| Required work |
Report each line of the following records that contains the string "wave". Letter case is significant.

| Data section |
§
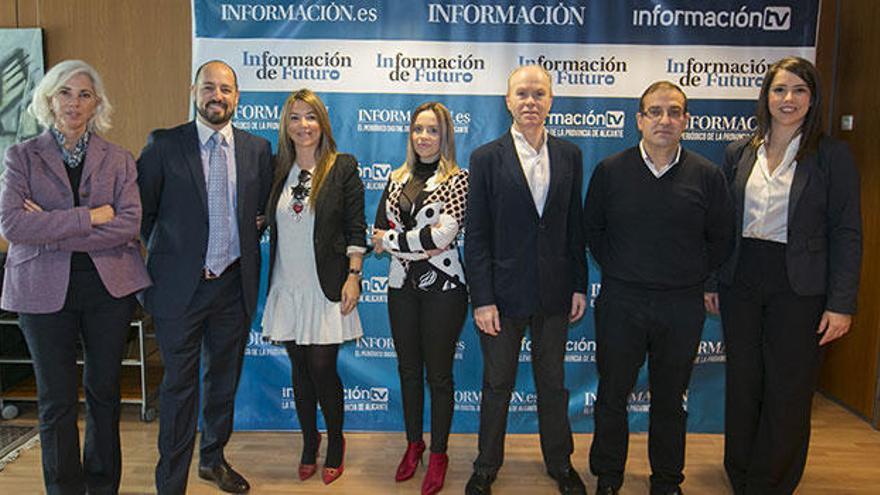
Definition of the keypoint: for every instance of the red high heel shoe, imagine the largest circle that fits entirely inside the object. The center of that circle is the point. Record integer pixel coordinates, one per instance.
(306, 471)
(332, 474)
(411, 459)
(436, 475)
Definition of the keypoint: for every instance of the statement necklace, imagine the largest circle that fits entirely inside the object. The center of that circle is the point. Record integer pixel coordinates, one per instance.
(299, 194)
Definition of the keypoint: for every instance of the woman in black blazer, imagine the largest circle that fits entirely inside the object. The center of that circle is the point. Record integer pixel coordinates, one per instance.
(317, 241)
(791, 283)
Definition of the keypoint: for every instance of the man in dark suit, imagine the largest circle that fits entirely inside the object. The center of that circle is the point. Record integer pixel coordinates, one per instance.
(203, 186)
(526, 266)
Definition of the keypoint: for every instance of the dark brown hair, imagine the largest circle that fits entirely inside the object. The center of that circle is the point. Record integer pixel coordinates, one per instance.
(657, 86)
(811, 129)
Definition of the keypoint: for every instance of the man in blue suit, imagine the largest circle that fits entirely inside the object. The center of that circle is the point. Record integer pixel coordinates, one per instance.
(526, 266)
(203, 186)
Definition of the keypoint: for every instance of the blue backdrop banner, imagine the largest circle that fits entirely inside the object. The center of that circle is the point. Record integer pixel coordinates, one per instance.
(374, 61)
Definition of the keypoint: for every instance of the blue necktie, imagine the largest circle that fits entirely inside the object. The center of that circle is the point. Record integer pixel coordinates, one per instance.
§
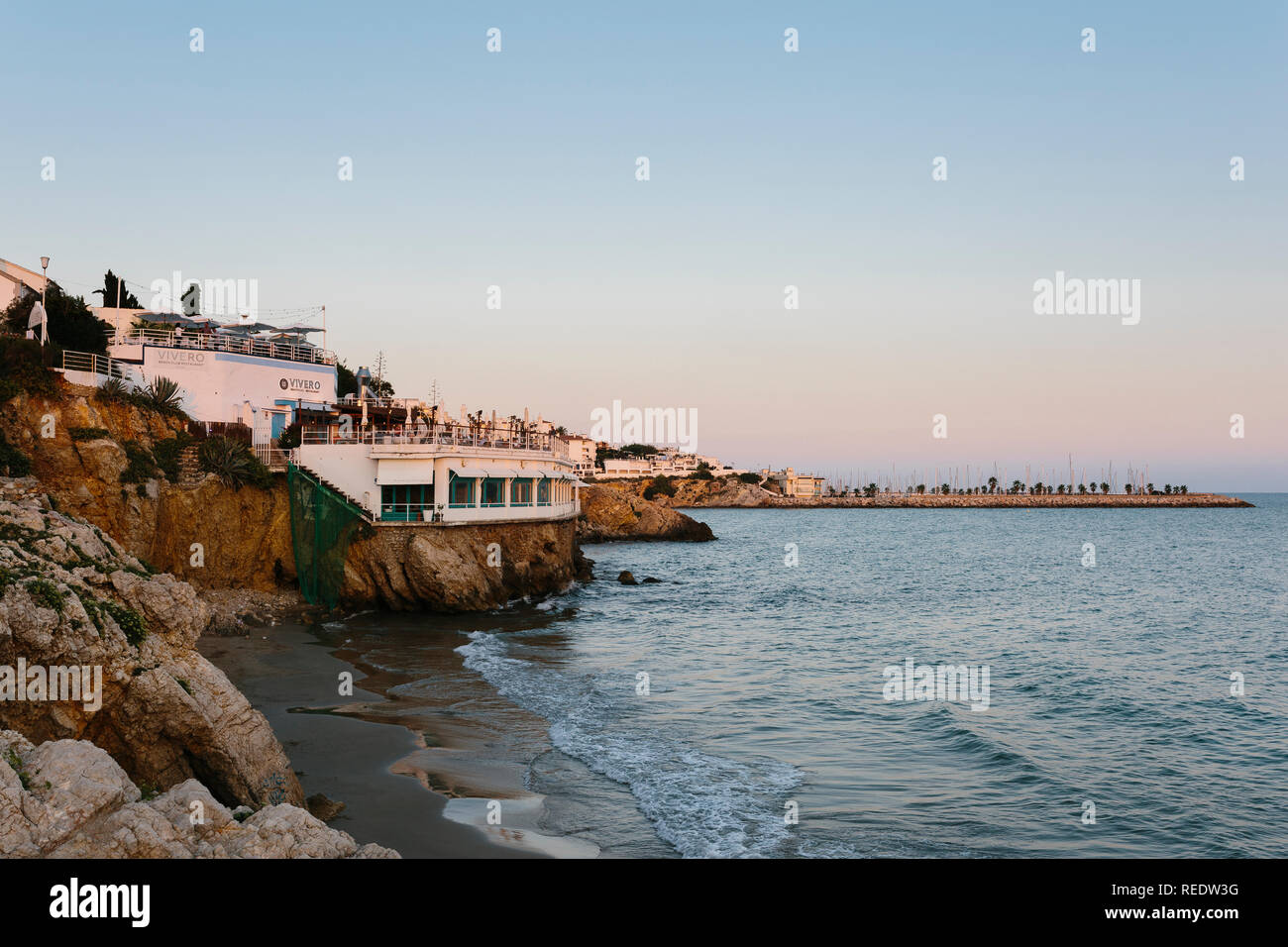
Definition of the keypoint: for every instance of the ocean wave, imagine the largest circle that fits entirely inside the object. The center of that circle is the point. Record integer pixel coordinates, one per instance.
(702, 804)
§
| Written reply |
Definition of the keypoint: for every instance of the ocean wave, imagine the largest circle that fits entirely inside the object. The center of that circle is the point. Record integer pixel coordinates, one per instance.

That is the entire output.